[What is required] Reproduce, word for word, every line starting at the line that contains "the night sky." and ending with the final line of the entries.

BEGIN Data to use

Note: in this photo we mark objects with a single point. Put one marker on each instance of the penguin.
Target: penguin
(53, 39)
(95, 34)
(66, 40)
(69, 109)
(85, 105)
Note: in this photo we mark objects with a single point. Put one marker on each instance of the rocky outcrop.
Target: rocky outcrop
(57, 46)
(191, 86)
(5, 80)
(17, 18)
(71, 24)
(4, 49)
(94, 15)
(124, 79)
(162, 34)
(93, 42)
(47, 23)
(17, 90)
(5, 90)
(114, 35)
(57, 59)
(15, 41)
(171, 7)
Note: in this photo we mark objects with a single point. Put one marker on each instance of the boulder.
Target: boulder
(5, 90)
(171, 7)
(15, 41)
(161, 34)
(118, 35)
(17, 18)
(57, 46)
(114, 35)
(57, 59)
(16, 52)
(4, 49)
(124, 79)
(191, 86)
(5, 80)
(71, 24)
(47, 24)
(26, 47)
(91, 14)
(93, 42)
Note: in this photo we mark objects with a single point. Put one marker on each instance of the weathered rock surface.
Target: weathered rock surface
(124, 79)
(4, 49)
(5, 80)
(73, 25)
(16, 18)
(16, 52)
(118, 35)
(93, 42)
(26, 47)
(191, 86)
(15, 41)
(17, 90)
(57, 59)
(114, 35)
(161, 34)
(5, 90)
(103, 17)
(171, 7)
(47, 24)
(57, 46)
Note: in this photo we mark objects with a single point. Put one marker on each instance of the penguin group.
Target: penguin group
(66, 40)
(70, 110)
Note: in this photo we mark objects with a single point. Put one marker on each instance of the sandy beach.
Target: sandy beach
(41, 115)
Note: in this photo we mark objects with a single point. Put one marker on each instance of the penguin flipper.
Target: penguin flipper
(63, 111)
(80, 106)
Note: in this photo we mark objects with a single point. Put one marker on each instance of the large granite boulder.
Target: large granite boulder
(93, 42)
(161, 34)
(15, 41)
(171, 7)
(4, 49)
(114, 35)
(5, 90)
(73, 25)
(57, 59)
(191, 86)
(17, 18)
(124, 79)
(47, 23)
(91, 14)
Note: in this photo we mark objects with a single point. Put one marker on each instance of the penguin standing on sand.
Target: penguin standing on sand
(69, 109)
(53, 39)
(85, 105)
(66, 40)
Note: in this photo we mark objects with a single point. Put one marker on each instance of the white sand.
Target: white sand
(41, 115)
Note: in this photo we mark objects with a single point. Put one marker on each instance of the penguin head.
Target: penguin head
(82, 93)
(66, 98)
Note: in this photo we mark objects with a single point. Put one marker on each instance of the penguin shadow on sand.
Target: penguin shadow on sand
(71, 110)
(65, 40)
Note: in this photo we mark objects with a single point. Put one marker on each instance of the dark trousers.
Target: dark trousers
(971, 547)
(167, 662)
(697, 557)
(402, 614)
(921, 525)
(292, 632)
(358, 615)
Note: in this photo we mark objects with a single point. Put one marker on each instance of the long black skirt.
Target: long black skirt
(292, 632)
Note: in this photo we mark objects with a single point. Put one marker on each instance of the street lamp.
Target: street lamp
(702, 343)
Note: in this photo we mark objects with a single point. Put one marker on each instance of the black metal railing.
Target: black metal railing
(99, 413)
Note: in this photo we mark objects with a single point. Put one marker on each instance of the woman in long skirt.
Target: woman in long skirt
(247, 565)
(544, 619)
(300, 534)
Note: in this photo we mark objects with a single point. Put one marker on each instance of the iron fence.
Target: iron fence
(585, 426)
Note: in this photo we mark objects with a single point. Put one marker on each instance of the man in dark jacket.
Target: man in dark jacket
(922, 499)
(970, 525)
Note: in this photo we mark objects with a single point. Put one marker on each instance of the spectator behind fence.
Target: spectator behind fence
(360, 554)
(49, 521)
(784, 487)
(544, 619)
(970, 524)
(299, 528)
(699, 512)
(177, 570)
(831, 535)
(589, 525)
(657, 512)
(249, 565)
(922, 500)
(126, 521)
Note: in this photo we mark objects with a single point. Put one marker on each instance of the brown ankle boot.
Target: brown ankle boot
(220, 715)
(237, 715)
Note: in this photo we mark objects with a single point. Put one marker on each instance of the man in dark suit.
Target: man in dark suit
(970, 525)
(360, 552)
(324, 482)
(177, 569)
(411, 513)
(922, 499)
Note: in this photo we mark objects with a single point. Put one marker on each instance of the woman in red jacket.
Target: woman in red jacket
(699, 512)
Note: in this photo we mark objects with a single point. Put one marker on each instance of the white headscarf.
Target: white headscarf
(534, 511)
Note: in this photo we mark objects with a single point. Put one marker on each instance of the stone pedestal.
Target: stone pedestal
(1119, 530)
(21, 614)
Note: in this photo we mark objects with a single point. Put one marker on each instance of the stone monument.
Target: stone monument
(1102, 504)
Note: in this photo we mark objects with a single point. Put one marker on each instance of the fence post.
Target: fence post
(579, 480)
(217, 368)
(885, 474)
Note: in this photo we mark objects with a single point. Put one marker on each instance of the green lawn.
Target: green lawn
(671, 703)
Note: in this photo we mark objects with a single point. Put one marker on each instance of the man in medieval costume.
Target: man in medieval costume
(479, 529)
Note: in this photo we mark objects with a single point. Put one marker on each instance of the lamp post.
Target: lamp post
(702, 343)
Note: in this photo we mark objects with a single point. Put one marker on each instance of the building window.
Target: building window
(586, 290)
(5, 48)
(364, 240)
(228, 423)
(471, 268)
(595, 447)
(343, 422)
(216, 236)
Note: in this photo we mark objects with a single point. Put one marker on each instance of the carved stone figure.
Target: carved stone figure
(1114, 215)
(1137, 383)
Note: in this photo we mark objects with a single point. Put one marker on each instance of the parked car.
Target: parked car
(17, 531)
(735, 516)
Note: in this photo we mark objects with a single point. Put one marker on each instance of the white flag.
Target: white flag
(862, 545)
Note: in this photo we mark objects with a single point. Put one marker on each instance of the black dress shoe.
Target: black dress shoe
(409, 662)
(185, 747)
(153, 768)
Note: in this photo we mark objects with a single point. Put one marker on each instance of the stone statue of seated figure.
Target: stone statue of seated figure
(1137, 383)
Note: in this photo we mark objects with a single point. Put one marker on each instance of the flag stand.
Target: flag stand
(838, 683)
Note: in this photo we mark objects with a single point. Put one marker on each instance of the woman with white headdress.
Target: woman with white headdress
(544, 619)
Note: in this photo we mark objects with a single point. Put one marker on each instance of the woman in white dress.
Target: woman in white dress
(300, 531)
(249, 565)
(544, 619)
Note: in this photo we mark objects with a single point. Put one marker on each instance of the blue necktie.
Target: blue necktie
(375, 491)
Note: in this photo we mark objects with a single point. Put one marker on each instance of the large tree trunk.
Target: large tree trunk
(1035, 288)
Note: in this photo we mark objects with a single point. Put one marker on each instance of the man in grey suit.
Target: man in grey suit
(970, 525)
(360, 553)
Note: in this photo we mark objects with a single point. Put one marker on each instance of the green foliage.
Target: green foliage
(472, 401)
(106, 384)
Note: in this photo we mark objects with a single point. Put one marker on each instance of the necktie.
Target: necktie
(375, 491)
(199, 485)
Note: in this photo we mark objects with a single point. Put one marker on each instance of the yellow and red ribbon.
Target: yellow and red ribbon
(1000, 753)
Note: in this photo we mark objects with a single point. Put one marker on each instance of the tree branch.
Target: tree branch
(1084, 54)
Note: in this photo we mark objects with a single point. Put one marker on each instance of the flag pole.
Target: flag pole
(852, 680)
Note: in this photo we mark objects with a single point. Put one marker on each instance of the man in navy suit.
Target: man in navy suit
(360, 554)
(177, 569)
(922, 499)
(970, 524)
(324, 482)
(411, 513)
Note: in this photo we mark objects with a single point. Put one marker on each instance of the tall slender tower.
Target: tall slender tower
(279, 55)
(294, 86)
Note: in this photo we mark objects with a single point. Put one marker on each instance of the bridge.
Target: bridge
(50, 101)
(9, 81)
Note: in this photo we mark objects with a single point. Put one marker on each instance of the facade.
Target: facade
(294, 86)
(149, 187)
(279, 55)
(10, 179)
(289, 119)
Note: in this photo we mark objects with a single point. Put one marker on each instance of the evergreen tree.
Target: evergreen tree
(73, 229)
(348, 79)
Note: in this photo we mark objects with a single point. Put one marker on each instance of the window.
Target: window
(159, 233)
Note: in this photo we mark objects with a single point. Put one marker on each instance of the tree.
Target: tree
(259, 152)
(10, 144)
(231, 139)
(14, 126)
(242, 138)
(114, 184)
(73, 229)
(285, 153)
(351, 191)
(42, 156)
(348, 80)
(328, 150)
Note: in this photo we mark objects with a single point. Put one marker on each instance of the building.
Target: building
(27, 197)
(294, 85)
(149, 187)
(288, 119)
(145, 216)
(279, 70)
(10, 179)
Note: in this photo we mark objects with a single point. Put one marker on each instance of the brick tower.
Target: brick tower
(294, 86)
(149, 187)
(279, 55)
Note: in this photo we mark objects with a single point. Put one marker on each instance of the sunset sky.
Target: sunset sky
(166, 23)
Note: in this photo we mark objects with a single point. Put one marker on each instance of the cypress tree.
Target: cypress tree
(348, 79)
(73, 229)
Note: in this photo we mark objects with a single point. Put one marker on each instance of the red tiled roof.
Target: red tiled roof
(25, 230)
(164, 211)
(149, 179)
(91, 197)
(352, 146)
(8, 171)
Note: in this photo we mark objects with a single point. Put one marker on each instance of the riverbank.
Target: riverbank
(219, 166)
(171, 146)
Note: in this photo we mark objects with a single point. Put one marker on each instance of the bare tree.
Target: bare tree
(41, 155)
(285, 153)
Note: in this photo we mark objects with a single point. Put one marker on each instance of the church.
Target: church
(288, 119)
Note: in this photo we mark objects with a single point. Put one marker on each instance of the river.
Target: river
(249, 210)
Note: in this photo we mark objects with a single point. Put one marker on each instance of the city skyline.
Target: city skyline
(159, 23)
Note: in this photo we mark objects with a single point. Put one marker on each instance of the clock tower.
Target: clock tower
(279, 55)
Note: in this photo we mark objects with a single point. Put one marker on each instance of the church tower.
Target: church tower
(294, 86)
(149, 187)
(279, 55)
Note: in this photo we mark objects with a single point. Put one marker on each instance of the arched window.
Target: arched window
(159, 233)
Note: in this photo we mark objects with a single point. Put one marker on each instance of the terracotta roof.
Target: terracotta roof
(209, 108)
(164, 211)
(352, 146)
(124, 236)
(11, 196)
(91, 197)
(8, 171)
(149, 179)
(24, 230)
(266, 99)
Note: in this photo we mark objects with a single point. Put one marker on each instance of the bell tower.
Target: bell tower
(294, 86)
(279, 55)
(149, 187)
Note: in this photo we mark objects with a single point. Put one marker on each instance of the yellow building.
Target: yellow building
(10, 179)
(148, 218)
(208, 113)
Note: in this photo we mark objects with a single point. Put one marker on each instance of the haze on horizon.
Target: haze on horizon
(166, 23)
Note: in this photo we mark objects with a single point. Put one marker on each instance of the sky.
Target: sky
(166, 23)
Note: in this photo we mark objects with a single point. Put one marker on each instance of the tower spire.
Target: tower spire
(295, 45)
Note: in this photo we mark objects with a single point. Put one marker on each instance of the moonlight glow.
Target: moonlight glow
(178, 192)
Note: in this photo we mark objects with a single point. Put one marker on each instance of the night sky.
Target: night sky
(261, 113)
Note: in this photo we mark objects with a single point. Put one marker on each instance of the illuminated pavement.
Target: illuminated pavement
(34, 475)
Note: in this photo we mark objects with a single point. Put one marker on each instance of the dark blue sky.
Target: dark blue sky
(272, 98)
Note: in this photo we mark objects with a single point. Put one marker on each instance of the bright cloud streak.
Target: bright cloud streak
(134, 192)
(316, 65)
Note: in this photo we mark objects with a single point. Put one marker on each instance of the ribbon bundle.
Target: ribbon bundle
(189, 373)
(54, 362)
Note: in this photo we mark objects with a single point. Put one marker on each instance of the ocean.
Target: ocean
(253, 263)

END Data to use

[Answer for the task]
Note: in this photo we mark objects with a single point. Put one marker on each instance of the night sky.
Target: night sky
(261, 113)
Note: in this photo we mark objects with a single point. Put one marker on each instance of the illuminated pavement.
Target: illuminated pavement
(34, 475)
Note: in this photo we mark objects with a single point. Put one marker on each instance of the dark blue sky.
Target: dark blue sky
(272, 98)
Note: in this photo we mark objects with a single point. Put one marker on each instance of the bright cloud streak.
Target: bright cloud streak
(134, 192)
(316, 65)
Note: in this photo we mark objects with a single point. Put one marker on each instance of the ribbon bundle.
Target: ribbon bundle
(189, 373)
(54, 362)
Note: in this photo we mark objects with a single point. Put one marker on each instance of the ocean.
Target: ocean
(253, 263)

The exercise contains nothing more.